## Objective 1
Extract the complete passage on copyright below, reproducing every word and line without change.
* start Passage to read *
Term of copyright in
- cinematograph films
- sound records
- Government work
- works of public undertakings
- works of international organisations
60 years from the beginning of the calendar year next following the year in which the photograph, film, sound record, government work etc. is published.
Owners of copyrights
The following are the owners of the copyrights:
- In musical sound recordings: lyricist, composer, singer, musician and the person or company who produced the sound recording
- In works by journalists during their employment: In the absence of any agreement to the contrary, the proprietor
- In works produced for valuable consideration at the instance of another person: In the absence of any agreement to the contrary, the person at whose instance the work is produced
Assignment of Copyright
The owner of the copyright in an existing work or the prospective owner of the copyright in a future work may assign to any person the copyright either wholly or partially and either generally or subject to limitations and either for the whole term of the copyright or any part thereof. The assignment mention the rights, duration, the territorial limits of the assignment and the royalty payable thereon and should be in writing signed by the assignor or by his duly authorized agent.
Where the assignee does not exercise the rights assigned to him within a period of one year from the date of assignment
Shall lapse after the expiry of the said period unless otherwise specified in the assignment
If the period of assignment is not stated
It shall be deemed to be five years from the date of assignment.
If the territorial extent of assignment of the rights is not specified
It shall be presumed to extend within the whole of India.
Exceptions to the use Copyright
In order to protect the interests of users, some exemptions have been prescribed in respect of specific uses of works enjoying copyright. Some of the exemptions are the uses of the work:
- for the purpose of research or private study,
- for criticism or review,
- for reporting current events,
- in connection with judicial proceeding,
- performance by an amateur club or society if the performance is given to a non-paying audience, and
- for the purpose of education and religious ceremonies
Infringement of Copyright
Copyright in a work is considered as infringed only if a substantial part is made use of unauthorized. What is ‘substantial’ varies from case to case.
For example, if a lyricist copy a very catching phrase from another lyricist’s song, there is likely to be infringement even if that phrase is very short.
* end Passage to read *
* start Given data *
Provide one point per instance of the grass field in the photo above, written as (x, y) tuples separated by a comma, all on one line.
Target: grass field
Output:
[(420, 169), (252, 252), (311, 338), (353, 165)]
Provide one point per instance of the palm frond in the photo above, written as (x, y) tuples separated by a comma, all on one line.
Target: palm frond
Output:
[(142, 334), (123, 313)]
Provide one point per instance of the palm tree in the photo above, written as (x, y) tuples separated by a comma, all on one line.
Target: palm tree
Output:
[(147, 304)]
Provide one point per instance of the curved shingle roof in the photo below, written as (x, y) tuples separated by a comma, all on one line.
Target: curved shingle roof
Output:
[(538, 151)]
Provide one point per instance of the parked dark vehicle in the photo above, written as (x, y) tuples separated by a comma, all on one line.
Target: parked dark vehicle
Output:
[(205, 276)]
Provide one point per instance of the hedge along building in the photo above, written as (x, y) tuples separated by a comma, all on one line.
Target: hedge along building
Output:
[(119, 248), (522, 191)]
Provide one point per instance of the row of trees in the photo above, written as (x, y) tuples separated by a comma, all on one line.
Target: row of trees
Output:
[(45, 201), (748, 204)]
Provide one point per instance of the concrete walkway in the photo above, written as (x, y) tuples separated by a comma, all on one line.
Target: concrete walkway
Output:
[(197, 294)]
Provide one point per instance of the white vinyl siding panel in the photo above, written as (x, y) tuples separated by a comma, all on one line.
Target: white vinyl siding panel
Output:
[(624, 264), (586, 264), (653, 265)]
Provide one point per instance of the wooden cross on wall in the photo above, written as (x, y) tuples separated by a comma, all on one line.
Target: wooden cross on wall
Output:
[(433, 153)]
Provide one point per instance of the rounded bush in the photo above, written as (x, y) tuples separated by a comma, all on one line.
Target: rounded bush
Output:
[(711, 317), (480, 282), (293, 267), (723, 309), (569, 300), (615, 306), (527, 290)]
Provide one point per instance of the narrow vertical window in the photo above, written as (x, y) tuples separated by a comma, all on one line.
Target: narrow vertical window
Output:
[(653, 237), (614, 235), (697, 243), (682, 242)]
* end Given data *
## Objective 2
Gather every line of the listing above that contains the word "palm", copying each one in full.

## Output 1
Term of copyright in
- cinematograph films
- sound records
- Government work
- works of public undertakings
- works of international organisations
60 years from the beginning of the calendar year next following the year in which the photograph, film, sound record, government work etc. is published.
Owners of copyrights
The following are the owners of the copyrights:
- In musical sound recordings: lyricist, composer, singer, musician and the person or company who produced the sound recording
- In works by journalists during their employment: In the absence of any agreement to the contrary, the proprietor
- In works produced for valuable consideration at the instance of another person: In the absence of any agreement to the contrary, the person at whose instance the work is produced
Assignment of Copyright
The owner of the copyright in an existing work or the prospective owner of the copyright in a future work may assign to any person the copyright either wholly or partially and either generally or subject to limitations and either for the whole term of the copyright or any part thereof. The assignment mention the rights, duration, the territorial limits of the assignment and the royalty payable thereon and should be in writing signed by the assignor or by his duly authorized agent.
Where the assignee does not exercise the rights assigned to him within a period of one year from the date of assignment
Shall lapse after the expiry of the said period unless otherwise specified in the assignment
If the period of assignment is not stated
It shall be deemed to be five years from the date of assignment.
If the territorial extent of assignment of the rights is not specified
It shall be presumed to extend within the whole of India.
Exceptions to the use Copyright
In order to protect the interests of users, some exemptions have been prescribed in respect of specific uses of works enjoying copyright. Some of the exemptions are the uses of the work:
- for the purpose of research or private study,
- for criticism or review,
- for reporting current events,
- in connection with judicial proceeding,
- performance by an amateur club or society if the performance is given to a non-paying audience, and
- for the purpose of education and religious ceremonies
Infringement of Copyright
Copyright in a work is considered as infringed only if a substantial part is made use of unauthorized. What is ‘substantial’ varies from case to case.
For example, if a lyricist copy a very catching phrase from another lyricist’s song, there is likely to be infringement even if that phrase is very short.

## Output 2
Provide one point per instance of the palm frond in the photo above, written as (x, y) tuples separated by a comma, all on one line.
Target: palm frond
Provide one point per instance of the palm tree in the photo above, written as (x, y) tuples separated by a comma, all on one line.
Target: palm tree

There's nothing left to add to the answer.